- _Ausgewählter Auszug_:
"""

In den letzten Jahren wurde unter Federführung der städtischen Umweltbehörden aus Nürnberg und Fürth und Einbeziehung aller relevanten Natur- und Umweltschutzorganisationen, der Fischereiverbände sowie der Kanuvereine ein Kanukonzept für Pegnitz, Rednitz und Regnitz im Bereich von Nürnberg und Fürth erstellt. Was andernorts zu erheblichen Beeinträchtigungen der Flusslandschaft und der Lebensräume geführt hat und letztlich vor Gericht landete (z.B. Wiesent, Isar), soll hier einvernehmlich besser geregelt werden.

05.04.2023

Bei einem Presse-Ortstermin am Fuchslochsteg an der Pegnitz in Nürnberg verdeutlichten BN-Vertreter am Mittwoch (05.04.) die hohe Wertigkeit der drei Flüsse im Bereich der Städte und stellten das Kanukonzept vor. Hier hatte die BN-Kreisgruppe Nürnberg-Stadt vor über 30 Jahren in Abstimmung mit der Stadt ein Altwasser (wieder) angelegt und damit der Flussaue ein Stück typischer Auenlandschaft zurückgebracht. In dem Sumpfgebiet lebt heute zum Beispiel der europäisch geschützte Eisvogel, am Fluss findet man die Gebirgsstelze, in der Nähe sogar Flussuferläufer. Die Unterwasservegetation ist besonders gut entwickelt mit Ähren-Tausendblatt, Flutendem Hahnenfuß, Kamm-Laichkraut und Einfachem Igelkolben.

"""

Auszug aus dem Datensatz:

"""

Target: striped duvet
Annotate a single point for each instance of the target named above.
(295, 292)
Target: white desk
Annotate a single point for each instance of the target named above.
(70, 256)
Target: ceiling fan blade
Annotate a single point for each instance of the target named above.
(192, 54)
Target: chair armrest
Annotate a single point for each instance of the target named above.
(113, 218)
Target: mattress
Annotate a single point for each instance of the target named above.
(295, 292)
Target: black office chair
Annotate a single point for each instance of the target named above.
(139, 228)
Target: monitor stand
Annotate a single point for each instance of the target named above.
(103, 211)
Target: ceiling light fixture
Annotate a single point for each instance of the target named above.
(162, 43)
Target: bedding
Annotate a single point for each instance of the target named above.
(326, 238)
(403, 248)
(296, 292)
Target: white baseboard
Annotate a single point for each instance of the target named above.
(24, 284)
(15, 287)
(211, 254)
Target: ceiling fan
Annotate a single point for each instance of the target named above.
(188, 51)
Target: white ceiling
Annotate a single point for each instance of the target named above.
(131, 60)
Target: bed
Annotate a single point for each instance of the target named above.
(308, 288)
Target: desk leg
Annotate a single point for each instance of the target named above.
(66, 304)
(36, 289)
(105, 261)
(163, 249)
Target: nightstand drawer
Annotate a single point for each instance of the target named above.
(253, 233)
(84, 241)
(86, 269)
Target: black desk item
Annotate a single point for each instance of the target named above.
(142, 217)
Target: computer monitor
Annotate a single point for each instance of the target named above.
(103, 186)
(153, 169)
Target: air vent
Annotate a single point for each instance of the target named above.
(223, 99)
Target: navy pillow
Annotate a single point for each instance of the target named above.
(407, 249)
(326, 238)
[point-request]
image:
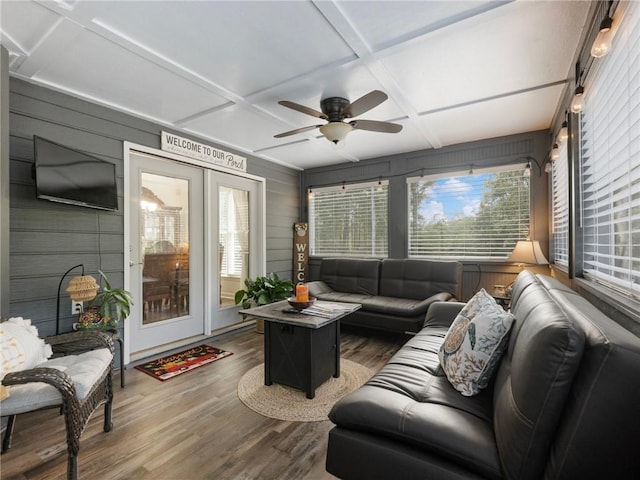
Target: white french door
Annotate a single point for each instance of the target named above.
(166, 253)
(192, 235)
(237, 228)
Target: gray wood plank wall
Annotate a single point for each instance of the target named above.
(48, 238)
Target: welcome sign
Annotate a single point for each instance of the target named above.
(200, 151)
(300, 251)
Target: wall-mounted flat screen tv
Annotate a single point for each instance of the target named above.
(69, 176)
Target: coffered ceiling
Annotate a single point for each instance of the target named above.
(454, 71)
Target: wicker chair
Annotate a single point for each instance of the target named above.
(80, 372)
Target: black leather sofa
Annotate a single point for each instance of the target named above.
(394, 293)
(564, 402)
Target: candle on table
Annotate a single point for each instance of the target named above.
(302, 293)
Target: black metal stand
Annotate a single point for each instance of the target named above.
(59, 287)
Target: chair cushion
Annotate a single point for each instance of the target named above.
(85, 370)
(475, 343)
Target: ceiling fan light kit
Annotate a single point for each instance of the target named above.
(336, 132)
(335, 110)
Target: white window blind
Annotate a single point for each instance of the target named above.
(234, 230)
(349, 220)
(610, 179)
(560, 208)
(468, 216)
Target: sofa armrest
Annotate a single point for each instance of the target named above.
(442, 314)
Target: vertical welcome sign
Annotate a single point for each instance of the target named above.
(300, 251)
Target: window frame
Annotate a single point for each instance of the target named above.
(515, 167)
(375, 251)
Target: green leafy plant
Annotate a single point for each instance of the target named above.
(264, 290)
(116, 301)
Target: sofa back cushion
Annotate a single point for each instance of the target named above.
(534, 379)
(419, 279)
(351, 275)
(599, 432)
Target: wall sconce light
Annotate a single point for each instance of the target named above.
(602, 43)
(578, 99)
(527, 168)
(80, 289)
(563, 134)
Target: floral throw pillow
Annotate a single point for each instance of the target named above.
(475, 343)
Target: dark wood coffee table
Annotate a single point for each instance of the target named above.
(301, 351)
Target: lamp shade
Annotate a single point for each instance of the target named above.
(82, 288)
(336, 132)
(528, 251)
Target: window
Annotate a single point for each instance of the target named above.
(480, 215)
(233, 217)
(560, 208)
(610, 156)
(349, 220)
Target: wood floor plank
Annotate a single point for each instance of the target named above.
(190, 427)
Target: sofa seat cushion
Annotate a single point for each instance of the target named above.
(410, 400)
(402, 307)
(84, 370)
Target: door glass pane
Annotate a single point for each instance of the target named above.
(233, 247)
(164, 225)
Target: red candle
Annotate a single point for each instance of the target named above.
(302, 293)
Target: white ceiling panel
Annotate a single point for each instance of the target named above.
(495, 53)
(384, 24)
(363, 145)
(240, 127)
(454, 71)
(527, 112)
(26, 23)
(120, 78)
(243, 46)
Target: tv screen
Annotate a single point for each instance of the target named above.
(66, 175)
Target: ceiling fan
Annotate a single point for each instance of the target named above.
(335, 110)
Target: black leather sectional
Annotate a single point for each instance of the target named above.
(394, 293)
(563, 404)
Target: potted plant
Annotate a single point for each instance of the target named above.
(107, 309)
(263, 290)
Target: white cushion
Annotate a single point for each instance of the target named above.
(84, 369)
(20, 346)
(475, 343)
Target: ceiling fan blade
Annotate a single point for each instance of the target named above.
(375, 126)
(297, 130)
(365, 103)
(301, 108)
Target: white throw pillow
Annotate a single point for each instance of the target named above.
(475, 343)
(20, 346)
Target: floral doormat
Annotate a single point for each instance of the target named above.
(173, 365)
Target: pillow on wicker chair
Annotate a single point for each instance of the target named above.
(20, 348)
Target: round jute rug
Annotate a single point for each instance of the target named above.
(285, 403)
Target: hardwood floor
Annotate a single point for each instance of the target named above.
(190, 427)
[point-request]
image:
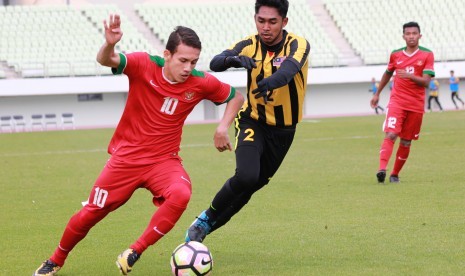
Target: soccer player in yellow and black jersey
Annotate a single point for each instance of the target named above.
(277, 65)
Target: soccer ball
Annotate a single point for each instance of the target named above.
(191, 259)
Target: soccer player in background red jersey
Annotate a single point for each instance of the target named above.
(144, 148)
(413, 66)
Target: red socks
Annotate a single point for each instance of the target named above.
(385, 153)
(401, 158)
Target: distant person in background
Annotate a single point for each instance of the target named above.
(145, 146)
(454, 89)
(414, 68)
(433, 94)
(374, 89)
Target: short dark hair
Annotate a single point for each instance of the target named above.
(411, 24)
(183, 35)
(281, 5)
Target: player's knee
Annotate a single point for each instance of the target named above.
(391, 136)
(246, 178)
(180, 194)
(405, 143)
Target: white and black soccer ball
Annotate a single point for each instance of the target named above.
(191, 259)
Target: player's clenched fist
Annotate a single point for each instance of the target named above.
(113, 31)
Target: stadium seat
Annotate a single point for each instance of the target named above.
(50, 120)
(19, 123)
(6, 123)
(67, 119)
(37, 122)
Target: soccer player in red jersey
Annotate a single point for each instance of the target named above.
(144, 148)
(414, 67)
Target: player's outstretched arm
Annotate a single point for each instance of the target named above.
(382, 83)
(106, 55)
(221, 137)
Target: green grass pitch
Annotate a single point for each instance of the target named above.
(322, 214)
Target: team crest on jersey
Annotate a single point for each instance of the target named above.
(188, 96)
(278, 60)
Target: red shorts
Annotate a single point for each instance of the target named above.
(406, 124)
(119, 180)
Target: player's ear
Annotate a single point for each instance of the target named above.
(285, 19)
(166, 54)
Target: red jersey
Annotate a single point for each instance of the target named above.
(151, 125)
(406, 94)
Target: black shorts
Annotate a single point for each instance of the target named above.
(272, 144)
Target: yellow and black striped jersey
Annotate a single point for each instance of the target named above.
(284, 105)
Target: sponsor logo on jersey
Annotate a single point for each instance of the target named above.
(188, 96)
(278, 60)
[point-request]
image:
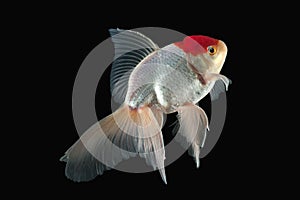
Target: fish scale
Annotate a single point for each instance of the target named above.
(166, 76)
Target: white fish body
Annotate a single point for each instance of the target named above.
(148, 81)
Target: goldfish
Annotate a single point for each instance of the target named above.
(150, 82)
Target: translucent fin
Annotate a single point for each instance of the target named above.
(192, 127)
(121, 135)
(221, 84)
(131, 48)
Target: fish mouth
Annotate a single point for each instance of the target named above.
(198, 74)
(222, 47)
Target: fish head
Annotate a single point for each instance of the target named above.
(205, 54)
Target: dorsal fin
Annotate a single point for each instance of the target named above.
(131, 48)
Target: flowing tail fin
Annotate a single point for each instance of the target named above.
(121, 135)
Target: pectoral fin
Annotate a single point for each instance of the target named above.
(193, 124)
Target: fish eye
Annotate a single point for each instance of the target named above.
(211, 50)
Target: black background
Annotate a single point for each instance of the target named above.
(238, 166)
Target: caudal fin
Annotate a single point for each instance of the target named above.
(121, 135)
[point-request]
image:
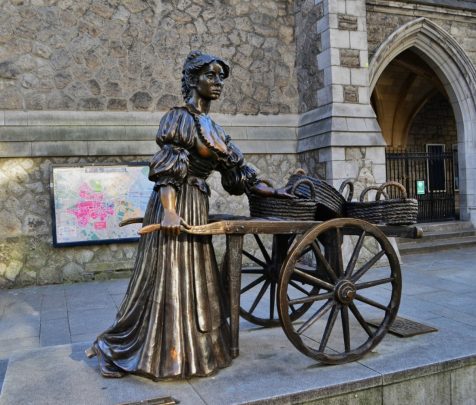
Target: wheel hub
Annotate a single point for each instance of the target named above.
(345, 292)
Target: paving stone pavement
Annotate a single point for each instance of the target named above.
(438, 290)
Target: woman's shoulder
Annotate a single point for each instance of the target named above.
(176, 126)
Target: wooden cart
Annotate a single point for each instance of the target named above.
(323, 299)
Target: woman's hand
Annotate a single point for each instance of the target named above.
(264, 190)
(170, 223)
(283, 192)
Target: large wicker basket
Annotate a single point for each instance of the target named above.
(329, 202)
(400, 211)
(299, 209)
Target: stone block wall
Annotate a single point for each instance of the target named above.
(127, 56)
(27, 255)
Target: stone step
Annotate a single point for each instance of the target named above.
(447, 226)
(438, 235)
(428, 245)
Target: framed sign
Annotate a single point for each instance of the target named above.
(89, 201)
(420, 187)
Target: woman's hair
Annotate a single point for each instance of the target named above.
(195, 61)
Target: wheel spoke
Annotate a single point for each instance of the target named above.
(338, 252)
(360, 318)
(312, 298)
(320, 312)
(293, 310)
(252, 270)
(345, 327)
(298, 287)
(264, 252)
(355, 255)
(371, 302)
(314, 280)
(259, 296)
(373, 283)
(252, 284)
(272, 299)
(255, 259)
(367, 266)
(324, 262)
(330, 324)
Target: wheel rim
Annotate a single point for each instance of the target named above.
(352, 290)
(259, 284)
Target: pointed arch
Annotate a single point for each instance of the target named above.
(458, 75)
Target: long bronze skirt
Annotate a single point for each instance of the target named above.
(171, 323)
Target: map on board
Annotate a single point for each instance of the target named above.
(90, 201)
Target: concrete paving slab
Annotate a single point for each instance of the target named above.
(3, 371)
(52, 314)
(63, 375)
(10, 346)
(85, 337)
(399, 359)
(91, 320)
(117, 286)
(19, 327)
(55, 332)
(269, 367)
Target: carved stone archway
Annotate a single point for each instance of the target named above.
(458, 75)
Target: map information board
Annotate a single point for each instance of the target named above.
(89, 202)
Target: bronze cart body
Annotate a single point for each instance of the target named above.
(306, 258)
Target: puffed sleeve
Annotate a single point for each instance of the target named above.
(175, 137)
(237, 177)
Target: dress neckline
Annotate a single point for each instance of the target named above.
(209, 143)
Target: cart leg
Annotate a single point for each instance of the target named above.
(234, 246)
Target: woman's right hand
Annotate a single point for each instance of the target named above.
(170, 223)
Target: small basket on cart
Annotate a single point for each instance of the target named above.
(299, 208)
(398, 211)
(329, 202)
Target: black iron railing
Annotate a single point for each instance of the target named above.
(428, 177)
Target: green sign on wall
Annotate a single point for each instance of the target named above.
(420, 187)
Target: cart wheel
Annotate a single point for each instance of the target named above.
(366, 285)
(260, 280)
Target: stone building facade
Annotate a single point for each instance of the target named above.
(87, 82)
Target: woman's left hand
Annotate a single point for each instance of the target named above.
(282, 192)
(264, 190)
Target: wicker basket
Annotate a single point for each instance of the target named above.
(349, 183)
(400, 211)
(329, 202)
(299, 209)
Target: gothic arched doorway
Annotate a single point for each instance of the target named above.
(423, 92)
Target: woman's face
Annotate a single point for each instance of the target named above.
(210, 81)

"""

- _Aufgabenstellung_:
Schreibe aus dem Auszug zum Kanukonzept die Stelle von „Bei einem Presse-Ortstermin“ bis einschließlich „und Einfachem Igelkolben.“ wortgetreu ab.

- _Endergebnis_:
Bei einem Presse-Ortstermin am Fuchslochsteg an der Pegnitz in Nürnberg verdeutlichten BN-Vertreter am Mittwoch (05.04.) die hohe Wertigkeit der drei Flüsse im Bereich der Städte und stellten das Kanukonzept vor. Hier hatte die BN-Kreisgruppe Nürnberg-Stadt vor über 30 Jahren in Abstimmung mit der Stadt ein Altwasser (wieder) angelegt und damit der Flussaue ein Stück typischer Auenlandschaft zurückgebracht. In dem Sumpfgebiet lebt heute zum Beispiel der europäisch geschützte Eisvogel, am Fluss findet man die Gebirgsstelze, in der Nähe sogar Flussuferläufer. Die Unterwasservegetation ist besonders gut entwickelt mit Ähren-Tausendblatt, Flutendem Hahnenfuß, Kamm-Laichkraut und Einfachem Igelkolben.